Point-based annotation data

────

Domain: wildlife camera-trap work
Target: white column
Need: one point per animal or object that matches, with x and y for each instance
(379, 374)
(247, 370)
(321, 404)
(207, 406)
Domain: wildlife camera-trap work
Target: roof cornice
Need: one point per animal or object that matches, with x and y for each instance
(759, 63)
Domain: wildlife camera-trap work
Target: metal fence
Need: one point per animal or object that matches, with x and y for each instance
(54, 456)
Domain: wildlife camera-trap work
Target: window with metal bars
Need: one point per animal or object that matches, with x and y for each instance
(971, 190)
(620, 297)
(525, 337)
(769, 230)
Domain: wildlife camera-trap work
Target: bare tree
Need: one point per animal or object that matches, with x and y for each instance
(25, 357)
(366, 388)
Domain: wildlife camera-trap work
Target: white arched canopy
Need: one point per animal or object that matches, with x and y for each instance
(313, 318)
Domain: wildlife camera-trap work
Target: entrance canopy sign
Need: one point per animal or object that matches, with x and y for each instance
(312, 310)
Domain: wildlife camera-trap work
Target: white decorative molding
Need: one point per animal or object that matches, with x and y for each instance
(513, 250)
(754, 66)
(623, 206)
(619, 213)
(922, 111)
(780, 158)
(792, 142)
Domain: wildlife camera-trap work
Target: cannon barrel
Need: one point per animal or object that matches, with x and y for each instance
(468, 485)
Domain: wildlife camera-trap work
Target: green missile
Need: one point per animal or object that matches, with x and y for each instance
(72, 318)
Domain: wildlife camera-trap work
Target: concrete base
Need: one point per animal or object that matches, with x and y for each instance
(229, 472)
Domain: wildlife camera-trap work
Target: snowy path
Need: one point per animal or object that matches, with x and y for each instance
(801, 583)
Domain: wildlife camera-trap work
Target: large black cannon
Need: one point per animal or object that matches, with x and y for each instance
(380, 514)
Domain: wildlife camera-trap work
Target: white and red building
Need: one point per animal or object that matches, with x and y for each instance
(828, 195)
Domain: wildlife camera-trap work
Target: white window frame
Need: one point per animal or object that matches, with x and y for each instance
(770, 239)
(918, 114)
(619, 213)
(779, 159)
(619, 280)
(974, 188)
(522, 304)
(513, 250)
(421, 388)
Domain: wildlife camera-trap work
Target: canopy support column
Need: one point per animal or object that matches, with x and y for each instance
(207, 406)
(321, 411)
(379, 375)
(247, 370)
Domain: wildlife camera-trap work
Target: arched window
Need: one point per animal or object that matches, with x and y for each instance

────

### Stated goal
Each entry must be reproduced verbatim.

### Answer to the problem
Domain: wildlife camera-trap work
Target: white column
Need: one point per animal or object that matches, with x and y for each instance
(379, 374)
(247, 370)
(321, 404)
(207, 406)
Domain: wildlife camera-trap work
Target: roof cornice
Need: one point per animal or object that matches, with x and y for each instance
(759, 63)
Domain: wildlife camera-trap work
Target: metal fence
Need: one point per animal or object that matches, with x and y for each instance
(54, 456)
Domain: wildlife camera-trap work
Target: window with metal bars
Need: one point per animal or object that matches, with x and y for each instance
(971, 190)
(620, 297)
(525, 337)
(769, 230)
Domain: wildlife camera-trap work
Target: bare tree
Need: one point per animal or object that matches, with x and y for each instance
(25, 357)
(366, 388)
Domain: wildlife camera-trap work
Target: white arched canopy
Need: one point per animal or object that matches, with x and y for each instance
(313, 318)
Domain: wildlife camera-trap work
Target: entrance canopy sign
Need: one point per animal or object that matches, with x and y for each instance
(312, 310)
Domain: wildlife camera-trap work
Target: white decorative molding
Need: one point per animal or object that matches, with x and y for each instance
(513, 250)
(754, 66)
(623, 206)
(619, 213)
(922, 111)
(780, 158)
(792, 142)
Domain: wildlife camera-trap work
Target: cannon barrel
Need: one point per animal or object that matches, with x and y for each instance
(468, 485)
Domain: wildlife camera-trap work
Target: green missile
Need: one point per animal or object that matches, with x and y for each instance
(72, 318)
Domain: wildlife camera-trap work
Target: concrete base
Need: one point per animal or object that matches, with x and y for each instance
(229, 472)
Domain: wildlife camera-trap work
Target: snowy path
Need: one point per animal or object that matches, with x and y for each instance
(801, 583)
Domain: wildlife camera-trap work
Target: large black cannon
Need: one point per animal or object that matches, with x and y for each instance
(380, 514)
Domain: wildlife camera-trap work
Target: white and red building
Need: one point per animal or object that matches, with x and y for each instance
(828, 195)
Domain: wildlife camera-trap work
Target: white window frame
Need: one point per animal or object that matches, with x and y for each instance
(770, 239)
(918, 114)
(619, 213)
(779, 159)
(619, 280)
(974, 188)
(522, 304)
(513, 250)
(421, 388)
Domain: wildlife camera-trap work
Target: canopy support column
Need: one point per animal or object that matches, with x and y for each instance
(207, 406)
(321, 411)
(379, 375)
(247, 370)
Domain: wildlife camera-trap work
Target: arched window
Need: one point per animal or object that matches, with x and y for each instance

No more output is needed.